*WHAT IS REQUIRED*. Say how many lines in the entries below mention "steeple", with no other words.

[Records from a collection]

== == ==

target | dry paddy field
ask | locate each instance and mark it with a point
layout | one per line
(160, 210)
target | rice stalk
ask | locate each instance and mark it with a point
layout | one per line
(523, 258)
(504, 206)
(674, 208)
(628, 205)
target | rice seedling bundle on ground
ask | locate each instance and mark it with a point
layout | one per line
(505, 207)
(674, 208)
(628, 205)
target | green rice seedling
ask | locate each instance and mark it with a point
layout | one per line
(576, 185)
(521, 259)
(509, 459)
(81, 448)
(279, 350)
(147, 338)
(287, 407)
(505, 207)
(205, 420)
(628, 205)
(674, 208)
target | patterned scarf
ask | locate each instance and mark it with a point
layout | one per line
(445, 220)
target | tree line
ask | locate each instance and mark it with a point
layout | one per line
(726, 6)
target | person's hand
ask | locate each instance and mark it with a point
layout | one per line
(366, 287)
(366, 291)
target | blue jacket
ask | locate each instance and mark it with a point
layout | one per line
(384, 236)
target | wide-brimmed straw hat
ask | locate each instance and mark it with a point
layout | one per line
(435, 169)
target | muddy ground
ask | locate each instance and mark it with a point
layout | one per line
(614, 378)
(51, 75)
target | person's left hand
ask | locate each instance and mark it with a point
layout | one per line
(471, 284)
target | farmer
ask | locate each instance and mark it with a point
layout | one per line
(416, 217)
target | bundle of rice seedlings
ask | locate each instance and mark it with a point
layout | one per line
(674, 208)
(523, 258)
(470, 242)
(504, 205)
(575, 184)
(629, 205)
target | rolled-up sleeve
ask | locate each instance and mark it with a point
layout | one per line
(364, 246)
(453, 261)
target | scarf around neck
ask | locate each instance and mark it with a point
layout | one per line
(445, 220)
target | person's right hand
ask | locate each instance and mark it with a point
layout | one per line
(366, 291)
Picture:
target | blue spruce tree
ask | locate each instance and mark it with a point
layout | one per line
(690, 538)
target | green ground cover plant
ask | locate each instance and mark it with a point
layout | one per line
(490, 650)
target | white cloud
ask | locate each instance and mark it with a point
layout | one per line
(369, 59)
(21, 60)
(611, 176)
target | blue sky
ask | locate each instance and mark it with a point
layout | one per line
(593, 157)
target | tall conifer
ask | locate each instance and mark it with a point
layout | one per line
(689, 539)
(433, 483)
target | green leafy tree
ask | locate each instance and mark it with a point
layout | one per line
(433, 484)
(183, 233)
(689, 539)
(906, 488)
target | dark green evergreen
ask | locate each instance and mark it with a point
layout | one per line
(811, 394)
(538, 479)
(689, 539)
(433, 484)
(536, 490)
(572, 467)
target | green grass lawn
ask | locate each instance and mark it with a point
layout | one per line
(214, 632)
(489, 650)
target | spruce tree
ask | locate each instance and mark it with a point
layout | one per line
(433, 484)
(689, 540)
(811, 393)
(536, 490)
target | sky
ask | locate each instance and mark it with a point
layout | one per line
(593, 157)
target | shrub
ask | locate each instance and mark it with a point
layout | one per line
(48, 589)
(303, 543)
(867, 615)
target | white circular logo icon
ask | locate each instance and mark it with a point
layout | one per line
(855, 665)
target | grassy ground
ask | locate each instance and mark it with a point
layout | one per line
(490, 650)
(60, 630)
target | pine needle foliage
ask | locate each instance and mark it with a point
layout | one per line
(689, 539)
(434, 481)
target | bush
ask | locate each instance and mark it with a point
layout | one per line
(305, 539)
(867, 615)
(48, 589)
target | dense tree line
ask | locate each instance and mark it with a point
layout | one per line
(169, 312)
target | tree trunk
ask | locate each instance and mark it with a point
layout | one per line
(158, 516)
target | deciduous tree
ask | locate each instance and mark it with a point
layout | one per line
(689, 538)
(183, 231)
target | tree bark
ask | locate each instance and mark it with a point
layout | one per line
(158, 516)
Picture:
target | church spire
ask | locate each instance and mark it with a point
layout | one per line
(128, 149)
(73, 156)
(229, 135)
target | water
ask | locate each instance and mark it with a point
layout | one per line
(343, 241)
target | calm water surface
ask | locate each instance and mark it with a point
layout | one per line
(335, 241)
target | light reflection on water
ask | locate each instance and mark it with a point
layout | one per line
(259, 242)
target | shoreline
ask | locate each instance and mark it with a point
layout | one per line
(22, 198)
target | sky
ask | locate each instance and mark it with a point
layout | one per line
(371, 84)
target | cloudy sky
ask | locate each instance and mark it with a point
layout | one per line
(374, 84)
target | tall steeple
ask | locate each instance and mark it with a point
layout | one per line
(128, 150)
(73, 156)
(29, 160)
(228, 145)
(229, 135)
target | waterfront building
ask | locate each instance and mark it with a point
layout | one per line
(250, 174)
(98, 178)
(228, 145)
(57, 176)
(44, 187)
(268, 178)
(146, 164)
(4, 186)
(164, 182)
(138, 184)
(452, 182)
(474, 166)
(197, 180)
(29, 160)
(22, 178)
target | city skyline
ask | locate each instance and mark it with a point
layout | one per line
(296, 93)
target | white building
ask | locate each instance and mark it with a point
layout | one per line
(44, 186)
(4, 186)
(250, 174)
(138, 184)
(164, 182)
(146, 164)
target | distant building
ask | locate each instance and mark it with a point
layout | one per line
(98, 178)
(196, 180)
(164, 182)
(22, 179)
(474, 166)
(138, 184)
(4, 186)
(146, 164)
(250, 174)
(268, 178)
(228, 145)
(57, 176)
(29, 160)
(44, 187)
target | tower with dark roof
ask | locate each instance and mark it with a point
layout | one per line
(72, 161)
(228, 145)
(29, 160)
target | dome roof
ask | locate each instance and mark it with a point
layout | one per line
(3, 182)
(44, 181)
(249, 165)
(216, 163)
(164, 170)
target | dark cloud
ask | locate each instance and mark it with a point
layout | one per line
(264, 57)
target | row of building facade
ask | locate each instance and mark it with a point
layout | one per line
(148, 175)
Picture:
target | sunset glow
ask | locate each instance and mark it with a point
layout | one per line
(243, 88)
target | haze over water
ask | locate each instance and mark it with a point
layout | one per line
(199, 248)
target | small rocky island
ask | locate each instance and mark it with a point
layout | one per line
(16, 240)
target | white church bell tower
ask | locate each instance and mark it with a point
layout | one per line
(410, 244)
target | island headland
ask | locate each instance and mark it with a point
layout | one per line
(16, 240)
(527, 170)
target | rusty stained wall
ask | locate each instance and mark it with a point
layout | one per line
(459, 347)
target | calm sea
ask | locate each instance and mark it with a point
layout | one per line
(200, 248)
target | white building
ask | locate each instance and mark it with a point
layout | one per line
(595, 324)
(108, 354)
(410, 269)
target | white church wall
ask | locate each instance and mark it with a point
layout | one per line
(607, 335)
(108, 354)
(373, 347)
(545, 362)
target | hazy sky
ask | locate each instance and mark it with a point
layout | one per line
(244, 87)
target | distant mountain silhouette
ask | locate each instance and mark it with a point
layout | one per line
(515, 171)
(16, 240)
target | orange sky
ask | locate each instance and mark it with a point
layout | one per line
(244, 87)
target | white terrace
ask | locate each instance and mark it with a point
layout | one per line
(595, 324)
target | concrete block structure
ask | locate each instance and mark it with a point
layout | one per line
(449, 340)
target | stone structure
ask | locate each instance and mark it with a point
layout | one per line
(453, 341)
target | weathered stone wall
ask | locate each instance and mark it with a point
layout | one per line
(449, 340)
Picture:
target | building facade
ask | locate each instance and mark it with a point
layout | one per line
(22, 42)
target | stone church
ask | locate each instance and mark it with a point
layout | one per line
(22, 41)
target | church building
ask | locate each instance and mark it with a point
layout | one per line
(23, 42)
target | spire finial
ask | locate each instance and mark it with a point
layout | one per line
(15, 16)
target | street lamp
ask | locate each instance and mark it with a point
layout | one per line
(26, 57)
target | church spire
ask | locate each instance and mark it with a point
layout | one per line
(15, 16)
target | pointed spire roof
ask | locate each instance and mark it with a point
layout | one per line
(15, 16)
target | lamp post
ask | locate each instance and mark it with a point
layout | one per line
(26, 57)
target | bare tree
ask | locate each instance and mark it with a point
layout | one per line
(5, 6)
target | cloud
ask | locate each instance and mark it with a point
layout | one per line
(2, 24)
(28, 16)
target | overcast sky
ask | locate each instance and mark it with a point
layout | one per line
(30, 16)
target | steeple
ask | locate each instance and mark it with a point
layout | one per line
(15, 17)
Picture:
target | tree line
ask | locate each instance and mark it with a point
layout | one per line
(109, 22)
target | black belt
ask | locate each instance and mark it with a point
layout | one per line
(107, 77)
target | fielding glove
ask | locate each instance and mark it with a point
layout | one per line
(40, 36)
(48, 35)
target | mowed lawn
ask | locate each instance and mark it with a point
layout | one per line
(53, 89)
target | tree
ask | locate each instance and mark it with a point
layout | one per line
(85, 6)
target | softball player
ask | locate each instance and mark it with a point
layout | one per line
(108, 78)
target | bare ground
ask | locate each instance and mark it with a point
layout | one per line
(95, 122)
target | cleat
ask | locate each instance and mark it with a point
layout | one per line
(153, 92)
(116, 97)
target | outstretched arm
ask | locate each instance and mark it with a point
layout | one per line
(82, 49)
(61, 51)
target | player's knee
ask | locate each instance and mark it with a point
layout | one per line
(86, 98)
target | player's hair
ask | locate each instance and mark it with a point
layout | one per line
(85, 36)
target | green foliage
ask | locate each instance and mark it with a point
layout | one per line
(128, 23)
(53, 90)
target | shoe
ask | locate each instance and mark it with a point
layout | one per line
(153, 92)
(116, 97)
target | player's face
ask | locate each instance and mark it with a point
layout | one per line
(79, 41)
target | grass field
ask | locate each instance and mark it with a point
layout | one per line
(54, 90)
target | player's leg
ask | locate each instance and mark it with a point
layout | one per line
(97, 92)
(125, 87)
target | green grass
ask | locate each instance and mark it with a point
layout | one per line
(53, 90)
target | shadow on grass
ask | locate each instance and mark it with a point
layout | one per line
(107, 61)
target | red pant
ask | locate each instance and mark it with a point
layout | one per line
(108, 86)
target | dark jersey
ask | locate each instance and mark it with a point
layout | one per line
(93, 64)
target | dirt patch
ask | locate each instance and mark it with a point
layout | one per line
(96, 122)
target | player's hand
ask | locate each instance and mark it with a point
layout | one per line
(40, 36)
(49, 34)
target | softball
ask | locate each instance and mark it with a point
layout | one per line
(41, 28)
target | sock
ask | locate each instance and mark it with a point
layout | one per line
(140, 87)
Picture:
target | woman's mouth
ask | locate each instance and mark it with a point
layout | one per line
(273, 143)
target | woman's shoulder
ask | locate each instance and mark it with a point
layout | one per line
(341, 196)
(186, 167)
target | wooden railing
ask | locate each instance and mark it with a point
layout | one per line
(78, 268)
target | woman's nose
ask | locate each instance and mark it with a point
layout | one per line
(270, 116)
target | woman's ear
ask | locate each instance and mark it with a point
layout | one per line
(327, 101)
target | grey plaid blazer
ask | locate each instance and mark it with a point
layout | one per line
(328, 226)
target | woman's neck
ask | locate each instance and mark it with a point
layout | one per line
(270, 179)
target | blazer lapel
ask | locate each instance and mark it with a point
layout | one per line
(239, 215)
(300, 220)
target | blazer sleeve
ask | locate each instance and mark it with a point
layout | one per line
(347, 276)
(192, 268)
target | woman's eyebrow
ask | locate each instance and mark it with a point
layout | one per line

== == ==

*REPLY*. 2